▸ SOURCE RECORDS
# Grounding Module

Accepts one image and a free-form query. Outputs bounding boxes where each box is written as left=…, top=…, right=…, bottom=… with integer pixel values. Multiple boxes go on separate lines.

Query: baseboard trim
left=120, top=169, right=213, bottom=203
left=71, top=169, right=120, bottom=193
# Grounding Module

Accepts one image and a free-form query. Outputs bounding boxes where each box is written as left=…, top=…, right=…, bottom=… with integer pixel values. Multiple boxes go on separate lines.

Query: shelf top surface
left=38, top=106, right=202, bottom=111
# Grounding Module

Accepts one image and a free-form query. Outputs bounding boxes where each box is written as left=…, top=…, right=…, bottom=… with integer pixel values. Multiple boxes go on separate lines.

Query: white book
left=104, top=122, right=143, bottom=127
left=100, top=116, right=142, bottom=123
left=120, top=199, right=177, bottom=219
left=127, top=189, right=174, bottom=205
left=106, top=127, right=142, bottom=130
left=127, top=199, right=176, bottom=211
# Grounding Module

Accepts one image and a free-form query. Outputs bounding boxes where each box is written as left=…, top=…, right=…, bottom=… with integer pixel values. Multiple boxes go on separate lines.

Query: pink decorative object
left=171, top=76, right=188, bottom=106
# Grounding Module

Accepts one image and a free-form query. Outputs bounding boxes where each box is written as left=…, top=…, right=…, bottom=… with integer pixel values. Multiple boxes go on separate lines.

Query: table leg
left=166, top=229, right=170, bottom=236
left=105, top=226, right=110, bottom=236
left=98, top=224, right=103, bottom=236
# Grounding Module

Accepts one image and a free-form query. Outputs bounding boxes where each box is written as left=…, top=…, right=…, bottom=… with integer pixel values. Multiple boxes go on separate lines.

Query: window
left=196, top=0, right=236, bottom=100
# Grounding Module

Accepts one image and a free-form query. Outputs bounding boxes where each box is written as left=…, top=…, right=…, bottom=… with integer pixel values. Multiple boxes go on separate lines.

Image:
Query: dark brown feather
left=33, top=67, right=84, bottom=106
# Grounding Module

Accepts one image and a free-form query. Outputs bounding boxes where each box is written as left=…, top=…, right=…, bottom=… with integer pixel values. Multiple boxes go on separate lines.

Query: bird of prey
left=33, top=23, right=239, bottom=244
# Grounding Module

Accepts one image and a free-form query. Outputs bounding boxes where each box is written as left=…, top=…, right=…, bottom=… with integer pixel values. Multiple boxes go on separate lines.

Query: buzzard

▸ TO DO
Copy all of the rows above word for word, with no changes.

▸ WRITTEN SOLUTION
# Grounding Module

Accepts one image and a free-form query. Outputs bounding boxes where each box is written as left=…, top=…, right=…, bottom=… with integer pixel values. Multiple boxes go on separate lines.

Query: baseboard trim
left=120, top=169, right=213, bottom=203
left=71, top=169, right=120, bottom=193
# Grounding Module

Accepts one image and a free-form query. Outputs bounding boxes where each box is written as left=…, top=…, right=…, bottom=… with integer pixel values. Multiple boxes go on separate lines.

Query: shelf top surface
left=38, top=106, right=202, bottom=111
# Grounding Module

Accepts one image and a free-form query. Outputs bounding boxes where each box is written as left=…, top=…, right=…, bottom=… with integer pixel values. Multiple boxes go on separate lines.

Query: white book
left=104, top=122, right=143, bottom=127
left=100, top=116, right=142, bottom=123
left=120, top=199, right=177, bottom=219
left=127, top=189, right=174, bottom=205
left=106, top=127, right=142, bottom=130
left=127, top=199, right=176, bottom=211
# Grounding Module

Accepts one image and a free-form query. Outputs bounding boxes where each box is written as left=…, top=…, right=…, bottom=… with integer pixel values. Multiple boxes go on separate lines.

Query: pink decorative object
left=171, top=76, right=188, bottom=106
# Grounding Module

Accepts one image and a free-form query. Outputs bounding boxes where each box is written as left=…, top=…, right=…, bottom=… with integer pixel values. Multiple boxes go on separate lines.

Query: table leg
left=166, top=229, right=170, bottom=236
left=105, top=226, right=110, bottom=236
left=98, top=224, right=103, bottom=236
# Grounding Module

Accepts one image and a free-form query. Outputs bounding boxes where each box is written as left=…, top=…, right=…, bottom=… with integer pixel values. Multiple boxes go on separate lines.

Query: window
left=196, top=0, right=236, bottom=100
# Grounding Module

Accepts one image and a free-form query. Outputs bounding boxes where each box is written as left=…, top=…, right=…, bottom=… with integer pixel values. Multiple boxes go on separate lines.

Image:
Query: dark brown feather
left=33, top=67, right=84, bottom=106
# Grounding Module

Accepts one image and a free-form query. Outputs bounding boxes where each box is written as left=…, top=…, right=…, bottom=… with integer pixel values. Multiple boxes go on separate lines.

Query: bird of prey
left=33, top=23, right=239, bottom=244
# Grounding Module

Accepts one image and a free-form query. Outputs bounding boxes where each box is written as left=…, top=…, right=…, bottom=… with integer pixel values. Multiple boxes go on separate lines.

Query: buzzard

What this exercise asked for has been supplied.